----- Dataset rows

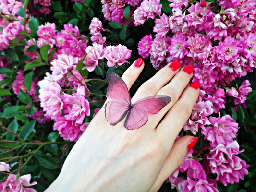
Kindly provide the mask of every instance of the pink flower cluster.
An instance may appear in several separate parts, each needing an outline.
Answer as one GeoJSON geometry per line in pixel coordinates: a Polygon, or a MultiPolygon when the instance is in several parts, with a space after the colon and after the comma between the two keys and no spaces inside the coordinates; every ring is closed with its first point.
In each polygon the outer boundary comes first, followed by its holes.
{"type": "Polygon", "coordinates": [[[0,29],[0,51],[7,49],[10,41],[24,30],[24,26],[21,24],[24,18],[17,12],[19,9],[24,7],[24,4],[19,1],[0,0],[0,27],[2,27],[0,29]]]}
{"type": "Polygon", "coordinates": [[[54,24],[47,23],[38,27],[37,46],[50,45],[49,53],[54,46],[57,47],[50,62],[51,74],[47,73],[38,83],[39,98],[46,117],[56,122],[53,130],[58,130],[64,139],[76,141],[88,126],[86,117],[90,115],[87,98],[89,91],[76,69],[77,64],[86,54],[83,70],[94,71],[105,58],[108,67],[121,65],[127,62],[125,60],[130,58],[131,51],[120,44],[107,46],[100,33],[104,30],[102,24],[98,18],[93,18],[89,26],[92,45],[87,46],[88,40],[80,35],[77,26],[65,24],[64,28],[56,34],[54,24]],[[69,89],[69,94],[65,93],[69,89]]]}
{"type": "Polygon", "coordinates": [[[244,105],[252,91],[248,80],[233,87],[229,83],[256,66],[255,2],[220,0],[217,3],[221,9],[215,12],[205,1],[190,4],[188,0],[168,1],[172,7],[171,16],[161,14],[160,9],[154,9],[156,6],[143,9],[149,2],[157,1],[145,0],[134,11],[137,25],[148,18],[154,19],[154,14],[159,16],[154,20],[154,38],[143,37],[138,52],[144,58],[150,56],[157,69],[174,60],[194,67],[192,81],[200,83],[200,95],[183,129],[195,135],[202,133],[210,146],[210,152],[204,158],[193,158],[197,152],[189,152],[169,180],[182,192],[217,191],[217,181],[226,186],[248,174],[249,165],[237,156],[243,150],[239,151],[238,143],[234,141],[238,124],[229,115],[221,116],[219,111],[230,100],[227,97],[232,99],[233,105],[244,105]],[[146,10],[152,14],[145,14],[146,10]],[[187,178],[178,177],[179,172],[186,173],[187,178]],[[207,178],[210,173],[217,174],[215,180],[207,178]]]}
{"type": "Polygon", "coordinates": [[[30,183],[31,175],[30,174],[24,175],[17,178],[17,176],[10,174],[7,180],[0,183],[0,191],[1,192],[37,192],[32,188],[25,187],[30,187],[36,185],[36,181],[30,183]]]}
{"type": "Polygon", "coordinates": [[[127,22],[123,16],[123,9],[125,3],[131,6],[129,22],[134,23],[134,20],[131,18],[133,12],[142,1],[142,0],[101,0],[103,5],[102,12],[105,18],[107,20],[116,21],[123,26],[127,22]]]}

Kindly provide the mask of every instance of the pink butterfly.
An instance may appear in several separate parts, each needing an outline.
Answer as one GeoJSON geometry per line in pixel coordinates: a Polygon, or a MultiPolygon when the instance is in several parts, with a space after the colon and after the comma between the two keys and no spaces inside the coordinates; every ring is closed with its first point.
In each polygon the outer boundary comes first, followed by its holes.
{"type": "Polygon", "coordinates": [[[105,116],[111,125],[120,122],[128,115],[124,127],[127,129],[139,128],[145,124],[147,114],[158,113],[171,101],[171,97],[157,95],[140,99],[132,105],[127,86],[116,73],[110,72],[108,75],[109,86],[106,96],[111,100],[105,106],[105,116]]]}

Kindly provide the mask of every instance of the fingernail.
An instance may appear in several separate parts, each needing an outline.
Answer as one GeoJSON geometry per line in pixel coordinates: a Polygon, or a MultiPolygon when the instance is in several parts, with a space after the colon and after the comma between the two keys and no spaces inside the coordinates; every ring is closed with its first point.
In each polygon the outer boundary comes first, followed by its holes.
{"type": "Polygon", "coordinates": [[[143,63],[143,60],[141,58],[138,58],[135,61],[134,66],[136,67],[140,67],[143,63]]]}
{"type": "Polygon", "coordinates": [[[183,69],[183,71],[188,74],[190,74],[193,72],[194,68],[190,65],[187,65],[183,69]]]}
{"type": "Polygon", "coordinates": [[[197,81],[193,81],[191,83],[190,85],[191,87],[194,88],[195,89],[197,89],[199,88],[200,84],[197,81]]]}
{"type": "Polygon", "coordinates": [[[195,145],[197,142],[198,140],[198,138],[197,137],[194,137],[190,139],[190,140],[189,141],[189,143],[187,145],[188,151],[191,149],[192,148],[193,148],[193,147],[195,146],[195,145]]]}
{"type": "Polygon", "coordinates": [[[171,63],[169,65],[169,67],[171,69],[172,71],[176,71],[180,68],[181,66],[181,63],[177,60],[175,60],[171,63]]]}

----------

Give an exact reproduction of every line, leaving out any picture.

** Final result **
Kindly provide the mask of every instance of the pink flower cluster.
An instance may appear in several separate parts, each needing an outline.
Answer as one GeoJSON geometry per line in pixel coordinates: a Polygon, or a MultiPolygon when the instance is in several parts, with a space after the colon and after the comma between the two keys and no spaces inside the coordinates; every ring is closed with its first point.
In each polygon the outer boundary comes first, followed by its holes.
{"type": "Polygon", "coordinates": [[[0,29],[0,51],[7,49],[10,41],[24,30],[24,26],[21,24],[24,18],[17,12],[19,9],[24,7],[24,4],[19,1],[0,0],[0,27],[2,27],[0,29]]]}
{"type": "Polygon", "coordinates": [[[54,24],[47,23],[38,27],[37,46],[50,45],[49,53],[54,46],[57,47],[50,62],[51,74],[47,73],[38,83],[39,98],[46,117],[56,122],[53,130],[58,130],[64,139],[76,141],[88,126],[86,117],[90,115],[87,98],[89,91],[76,69],[77,64],[86,54],[83,70],[94,71],[105,58],[108,67],[121,65],[127,62],[125,60],[130,58],[131,51],[120,44],[107,46],[100,33],[104,30],[102,24],[98,18],[93,18],[89,26],[92,45],[87,46],[88,40],[80,35],[77,26],[65,24],[64,28],[56,34],[54,24]],[[69,89],[69,94],[65,93],[69,89]]]}
{"type": "Polygon", "coordinates": [[[244,105],[252,91],[248,80],[233,87],[229,83],[256,66],[255,2],[220,0],[217,3],[221,9],[215,12],[205,1],[190,4],[188,0],[168,1],[172,7],[171,16],[161,14],[160,9],[154,9],[156,6],[143,9],[149,2],[157,1],[145,0],[134,11],[137,25],[148,18],[154,19],[154,14],[159,16],[154,20],[154,38],[143,37],[138,52],[144,58],[150,56],[157,69],[174,60],[194,67],[192,81],[200,83],[200,95],[183,129],[195,135],[202,133],[210,146],[210,152],[204,158],[193,158],[197,152],[189,152],[169,180],[182,192],[217,191],[217,181],[226,186],[248,174],[249,165],[237,156],[243,150],[239,151],[238,143],[234,141],[238,124],[229,115],[221,116],[219,111],[230,100],[227,97],[232,99],[233,105],[244,105]],[[146,10],[152,14],[145,14],[146,10]],[[187,178],[178,177],[179,172],[186,173],[187,178]],[[207,178],[210,173],[217,174],[215,180],[207,178]]]}
{"type": "Polygon", "coordinates": [[[30,183],[31,175],[30,174],[24,175],[17,178],[17,176],[10,174],[7,180],[0,183],[0,191],[1,192],[37,192],[32,188],[25,187],[30,187],[36,185],[36,181],[30,183]]]}
{"type": "Polygon", "coordinates": [[[127,22],[123,16],[123,9],[125,3],[131,6],[129,22],[134,23],[134,20],[131,18],[133,12],[142,1],[142,0],[101,0],[103,5],[102,12],[105,18],[107,20],[116,21],[123,26],[127,22]]]}

Kindly provide the mask of every instance of the pink butterfly.
An instance may appear in several separate parts, each needing an outline.
Answer as one GeoJSON geometry per line in pixel coordinates: a Polygon, or a MultiPolygon when the instance is in several parts, with a space after the colon and after the comma between the two keys and no spaces inside the coordinates; every ring is closed with its first point.
In each polygon the outer boundary comes first, followed by its holes.
{"type": "Polygon", "coordinates": [[[105,116],[111,125],[120,122],[128,115],[124,127],[127,129],[139,128],[145,124],[147,114],[158,113],[171,101],[171,97],[157,95],[140,99],[132,105],[127,86],[116,73],[110,72],[108,75],[109,86],[106,96],[111,100],[105,106],[105,116]]]}

Kindly provide the mask of every instance of the fingernail.
An instance may appear in several separate parts, each needing an outline.
Answer as one GeoJSON geometry per line in pixel coordinates: a Polygon, or a MultiPolygon when the instance is in several parts, with a space after the colon and after the comma between the two keys and no spaces inside the coordinates; every ring is closed with its first point.
In each polygon the outer boundary comes first, followed by its holes.
{"type": "Polygon", "coordinates": [[[143,63],[143,60],[141,58],[138,58],[135,61],[134,66],[136,67],[140,67],[143,63]]]}
{"type": "Polygon", "coordinates": [[[183,69],[183,71],[188,74],[190,74],[193,72],[194,68],[190,65],[187,65],[183,69]]]}
{"type": "Polygon", "coordinates": [[[197,81],[193,81],[191,83],[190,85],[191,87],[194,88],[195,89],[197,89],[199,88],[200,84],[197,81]]]}
{"type": "Polygon", "coordinates": [[[195,145],[197,142],[198,140],[198,138],[197,137],[194,137],[190,139],[190,140],[189,141],[189,143],[187,145],[188,151],[191,149],[192,148],[193,148],[193,147],[195,146],[195,145]]]}
{"type": "Polygon", "coordinates": [[[171,63],[169,65],[169,67],[171,69],[172,71],[176,71],[180,68],[181,66],[181,63],[177,60],[175,60],[171,63]]]}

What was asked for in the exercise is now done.